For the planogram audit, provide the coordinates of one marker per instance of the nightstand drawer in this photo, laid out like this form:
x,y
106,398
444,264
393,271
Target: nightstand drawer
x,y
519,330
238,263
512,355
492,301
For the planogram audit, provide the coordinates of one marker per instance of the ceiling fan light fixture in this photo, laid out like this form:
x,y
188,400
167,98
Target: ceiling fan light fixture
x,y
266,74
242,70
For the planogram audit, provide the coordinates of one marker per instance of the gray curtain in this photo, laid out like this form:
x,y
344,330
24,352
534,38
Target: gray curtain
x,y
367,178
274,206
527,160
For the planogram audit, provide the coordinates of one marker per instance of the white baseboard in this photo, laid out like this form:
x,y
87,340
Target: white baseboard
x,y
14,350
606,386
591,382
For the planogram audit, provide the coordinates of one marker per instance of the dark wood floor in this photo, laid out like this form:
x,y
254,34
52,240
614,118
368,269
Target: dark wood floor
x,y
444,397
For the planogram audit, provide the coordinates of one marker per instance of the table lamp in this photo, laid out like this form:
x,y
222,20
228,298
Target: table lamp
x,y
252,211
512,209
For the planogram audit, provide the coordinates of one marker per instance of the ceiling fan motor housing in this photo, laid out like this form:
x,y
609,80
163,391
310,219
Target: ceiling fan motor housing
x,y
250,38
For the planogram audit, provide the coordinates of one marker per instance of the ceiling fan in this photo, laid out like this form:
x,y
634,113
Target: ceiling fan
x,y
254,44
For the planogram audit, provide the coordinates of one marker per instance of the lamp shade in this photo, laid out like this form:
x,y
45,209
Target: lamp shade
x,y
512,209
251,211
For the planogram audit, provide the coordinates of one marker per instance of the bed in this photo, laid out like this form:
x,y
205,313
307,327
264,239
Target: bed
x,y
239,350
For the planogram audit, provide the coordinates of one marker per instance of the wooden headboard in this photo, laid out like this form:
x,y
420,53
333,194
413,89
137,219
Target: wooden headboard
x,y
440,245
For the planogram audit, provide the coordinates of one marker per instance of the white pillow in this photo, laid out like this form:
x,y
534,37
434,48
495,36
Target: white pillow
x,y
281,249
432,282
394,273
______
Can you recast all the lines above as a Markdown table with two columns, Row for a running number and Line for the line itself, leaving out any blank lines?

| Row | Line |
|---|---|
| 1 | For the planogram audit, provide the coordinates of one marker per instance of the nightstand drawer in this photo, laid out like this form: |
| 2 | x,y |
| 3 | 106,398 |
| 4 | 444,264 |
| 5 | 393,271 |
| 6 | Target: nightstand drawer |
| 7 | x,y |
| 8 | 519,330 |
| 9 | 238,263 |
| 10 | 512,355 |
| 11 | 492,301 |
| 12 | For the planogram audit, provide the coordinates of one marker per instance of the ceiling fan light fixture in this photo, laid out like this form: |
| 13 | x,y |
| 14 | 188,400 |
| 15 | 167,98 |
| 16 | Target: ceiling fan light fixture |
| 17 | x,y |
| 18 | 266,74 |
| 19 | 242,70 |
| 20 | For the planogram audit, provide the coordinates of one marker per instance of the gray curtain in this photo, laid out like this form: |
| 21 | x,y |
| 22 | 344,330 |
| 23 | 24,352 |
| 24 | 534,38 |
| 25 | Target: gray curtain |
| 26 | x,y |
| 27 | 367,178 |
| 28 | 274,206 |
| 29 | 527,160 |
| 30 | For the planogram audit, provide the coordinates of one marker per instance of the white baseboard in this photo, laid out like this form: |
| 31 | x,y |
| 32 | 87,340 |
| 33 | Target: white baseboard |
| 34 | x,y |
| 35 | 14,350 |
| 36 | 606,386 |
| 37 | 591,382 |
| 38 | For the planogram audit, provide the coordinates of one marker per instance of the dark wood floor in this photo, laid out like this form: |
| 39 | x,y |
| 40 | 254,34 |
| 41 | 52,240 |
| 42 | 614,118 |
| 43 | 368,269 |
| 44 | Target: dark wood floor |
| 45 | x,y |
| 46 | 444,397 |
| 47 | For the planogram audit, provide the coordinates of one marker per instance of the table lamp in this photo, laid out like this form: |
| 48 | x,y |
| 49 | 222,20 |
| 50 | 228,298 |
| 51 | Target: table lamp |
| 52 | x,y |
| 53 | 252,211 |
| 54 | 512,209 |
| 55 | For the planogram audit, provide the coordinates of one marker per instance of the ceiling fan motor housing in this photo, laid out like this form: |
| 56 | x,y |
| 57 | 609,80 |
| 58 | 163,391 |
| 59 | 310,219 |
| 60 | Target: ceiling fan motor housing |
| 61 | x,y |
| 62 | 250,38 |
| 63 | For the planogram audit, provide the coordinates of one marker per instance of the ceiling fan in this photo, laid out like this form: |
| 64 | x,y |
| 65 | 634,113 |
| 66 | Target: ceiling fan |
| 67 | x,y |
| 68 | 254,44 |
| 69 | For the planogram audit, provide the coordinates of one marker per instance of the lamp shade in this photo, laid out like this form: |
| 70 | x,y |
| 71 | 45,209 |
| 72 | Target: lamp shade |
| 73 | x,y |
| 74 | 512,209 |
| 75 | 251,211 |
| 76 | For the planogram audit, provide the coordinates of one marker per instance of the bed in this photo, laid out like this form: |
| 77 | x,y |
| 78 | 205,313 |
| 79 | 307,327 |
| 80 | 264,239 |
| 81 | Target: bed |
| 82 | x,y |
| 83 | 239,350 |
| 84 | For the planogram audit, provide the coordinates of one marker per instance of the wooden headboard in this photo, laid out like this form: |
| 85 | x,y |
| 86 | 420,53 |
| 87 | 333,194 |
| 88 | 413,89 |
| 89 | 137,219 |
| 90 | Target: wooden headboard |
| 91 | x,y |
| 92 | 440,245 |
| 93 | For the planogram audit, provide the coordinates of one marker per instance of the white pillow in this photo, laid out like this form: |
| 94 | x,y |
| 95 | 534,37 |
| 96 | 434,48 |
| 97 | 495,36 |
| 98 | Target: white pillow |
| 99 | x,y |
| 100 | 281,249 |
| 101 | 432,282 |
| 102 | 394,273 |